(DATASET Opens)

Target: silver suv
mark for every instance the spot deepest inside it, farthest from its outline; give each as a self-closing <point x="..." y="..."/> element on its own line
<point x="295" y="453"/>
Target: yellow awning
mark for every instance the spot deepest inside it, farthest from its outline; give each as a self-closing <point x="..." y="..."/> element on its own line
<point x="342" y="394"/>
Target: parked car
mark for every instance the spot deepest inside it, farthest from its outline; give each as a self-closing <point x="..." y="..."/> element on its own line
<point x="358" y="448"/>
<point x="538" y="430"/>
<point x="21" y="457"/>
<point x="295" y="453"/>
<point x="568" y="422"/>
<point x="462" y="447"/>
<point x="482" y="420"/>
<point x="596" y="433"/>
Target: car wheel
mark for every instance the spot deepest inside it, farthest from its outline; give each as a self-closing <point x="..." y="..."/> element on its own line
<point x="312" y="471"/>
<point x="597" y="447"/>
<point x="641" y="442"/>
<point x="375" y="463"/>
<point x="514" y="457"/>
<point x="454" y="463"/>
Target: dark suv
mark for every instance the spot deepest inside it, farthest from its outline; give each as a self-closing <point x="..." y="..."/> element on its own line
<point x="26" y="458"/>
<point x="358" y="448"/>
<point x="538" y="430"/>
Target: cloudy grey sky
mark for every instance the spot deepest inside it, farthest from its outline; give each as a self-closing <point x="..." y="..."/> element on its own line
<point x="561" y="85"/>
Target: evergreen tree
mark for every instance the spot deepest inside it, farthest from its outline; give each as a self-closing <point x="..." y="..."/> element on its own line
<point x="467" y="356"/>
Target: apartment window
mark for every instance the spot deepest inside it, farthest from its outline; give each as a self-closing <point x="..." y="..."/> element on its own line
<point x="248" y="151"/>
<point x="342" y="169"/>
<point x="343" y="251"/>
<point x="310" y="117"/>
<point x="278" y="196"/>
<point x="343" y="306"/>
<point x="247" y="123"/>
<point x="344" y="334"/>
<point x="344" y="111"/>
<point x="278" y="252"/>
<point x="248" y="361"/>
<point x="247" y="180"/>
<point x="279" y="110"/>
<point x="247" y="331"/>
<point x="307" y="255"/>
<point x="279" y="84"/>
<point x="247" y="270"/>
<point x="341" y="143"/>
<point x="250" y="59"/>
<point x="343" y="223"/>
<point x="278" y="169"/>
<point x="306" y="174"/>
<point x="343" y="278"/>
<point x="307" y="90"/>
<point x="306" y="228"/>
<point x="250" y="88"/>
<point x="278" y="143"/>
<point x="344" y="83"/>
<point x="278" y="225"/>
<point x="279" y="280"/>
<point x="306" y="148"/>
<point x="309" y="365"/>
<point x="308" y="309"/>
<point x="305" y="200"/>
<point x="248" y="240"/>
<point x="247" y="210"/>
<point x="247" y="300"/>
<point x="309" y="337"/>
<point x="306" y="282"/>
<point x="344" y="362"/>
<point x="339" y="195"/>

(DATASET Closes)

> _WHAT THE TASK ASKS_
If a line above contains the word "Target", list it.

> _THE COMPLETED TASK_
Target: silver suv
Target: yellow awning
Target: parked car
Target: car wheel
Target: dark suv
Target: cloudy grey sky
Target: evergreen tree
Target: apartment window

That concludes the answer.